**WHAT IS BEING ASKED**
Reproduce, word for word, the passage in the expense policy article below that begins with the words containing "Separate personal charges" and ends with "incurring the cost.".

List exclusions explicitly in the travel policy. Vague policies generate disputes. Instead of "personal expenses are not reimbursable," list specific items: minibar charges, in-room entertainment, personal care products, alcohol above policy limits, spousal travel costs, traffic fines, and personal side trips. The more specific the exclusion list, the fewer gray-area submissions finance teams must adjudicate.

Flag non-reimbursable charges before submission. When employees submit expense reports with items that match non-reimbursable expense categories, the system should flag them in real time rather than waiting for manual review. Merchant category codes and receipt scanning can identify common non-reimbursable items (liquor stores, entertainment venues, personal care retailers) before the report reaches a manager.

Separate personal charges on corporate cards. When employees use company cards for personal purchases during travel (which many policies permit within limits), those charges should be coded as non-reimbursable and routed to payroll deduction. Clear card policies prevent personal charges from accidentally flowing into business expense reimbursement.

Handle gray areas with pre-approval. Some expenses sit in a genuine gray zone. A $200 team dinner during a conference is clearly business. A $200 dinner with a personal friend who happens to be in the same city is clearly personal. A $200 dinner with a potential hiring candidate is gray. Establish a pre-approval process for borderline expenses so employees get clarity before incurring the cost.

**RAW RECORDS**
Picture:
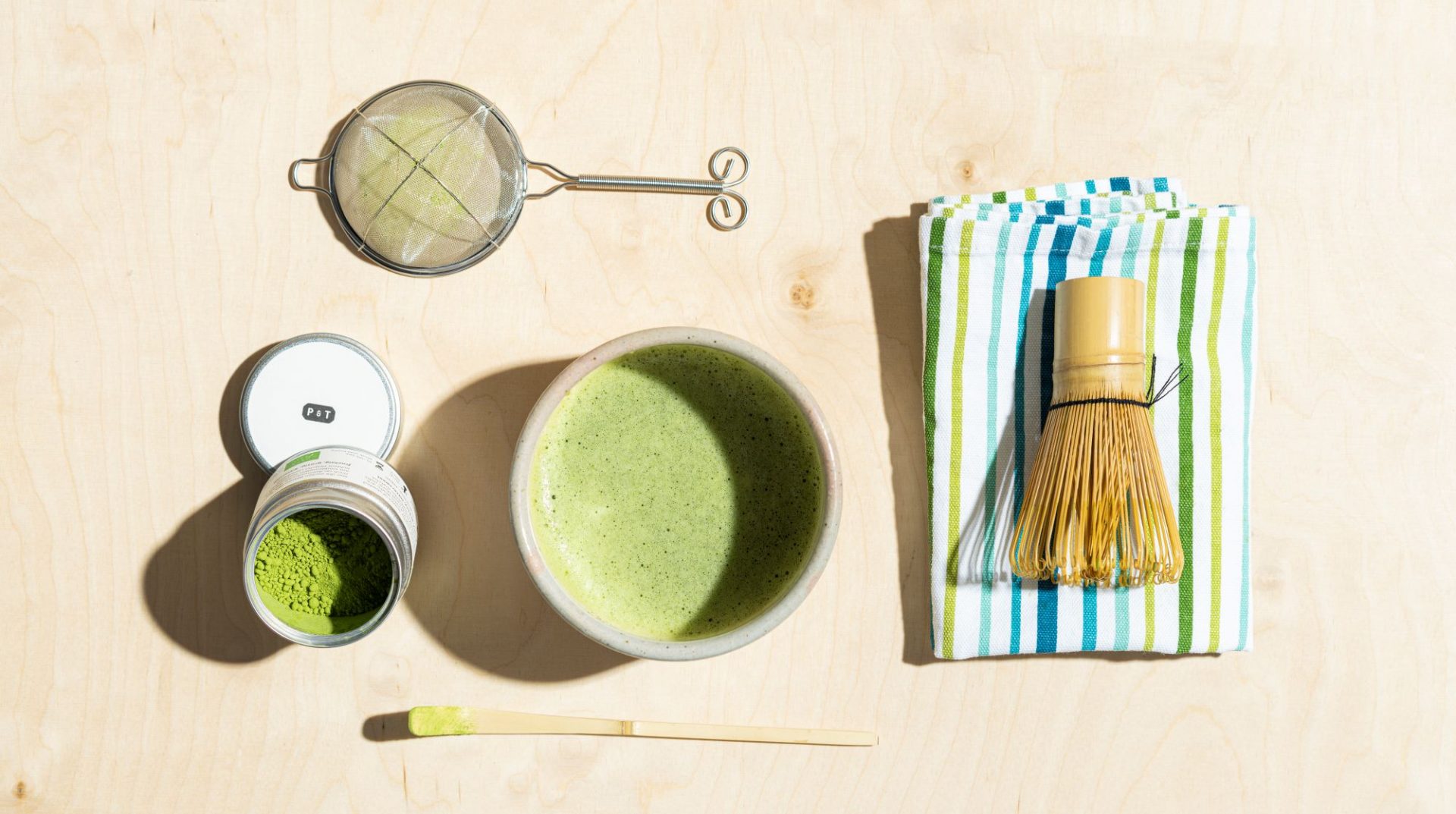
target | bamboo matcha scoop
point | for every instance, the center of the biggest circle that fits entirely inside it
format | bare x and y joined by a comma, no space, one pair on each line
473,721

...

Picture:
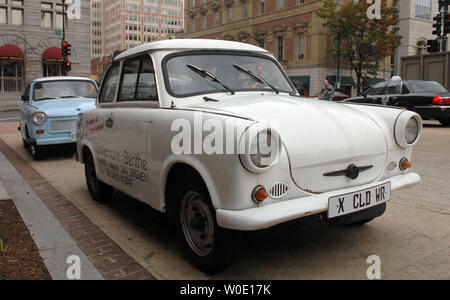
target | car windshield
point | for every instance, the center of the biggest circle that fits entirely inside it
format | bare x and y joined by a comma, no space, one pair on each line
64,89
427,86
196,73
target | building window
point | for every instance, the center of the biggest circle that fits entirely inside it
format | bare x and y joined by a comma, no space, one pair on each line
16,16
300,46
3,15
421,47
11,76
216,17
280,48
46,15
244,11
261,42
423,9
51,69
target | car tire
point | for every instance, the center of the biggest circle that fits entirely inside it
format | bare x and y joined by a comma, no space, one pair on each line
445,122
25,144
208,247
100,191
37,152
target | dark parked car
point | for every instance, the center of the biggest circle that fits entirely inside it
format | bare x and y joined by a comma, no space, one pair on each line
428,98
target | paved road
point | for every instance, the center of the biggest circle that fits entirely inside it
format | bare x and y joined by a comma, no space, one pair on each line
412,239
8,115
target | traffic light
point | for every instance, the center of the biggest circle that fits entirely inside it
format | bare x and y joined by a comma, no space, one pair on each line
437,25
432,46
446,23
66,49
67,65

**TASK RESPONSE**
Separate personal charges on corporate cards. When employees use company cards for personal purchases during travel (which many policies permit within limits), those charges should be coded as non-reimbursable and routed to payroll deduction. Clear card policies prevent personal charges from accidentally flowing into business expense reimbursement.

Handle gray areas with pre-approval. Some expenses sit in a genuine gray zone. A $200 team dinner during a conference is clearly business. A $200 dinner with a personal friend who happens to be in the same city is clearly personal. A $200 dinner with a potential hiring candidate is gray. Establish a pre-approval process for borderline expenses so employees get clarity before incurring the cost.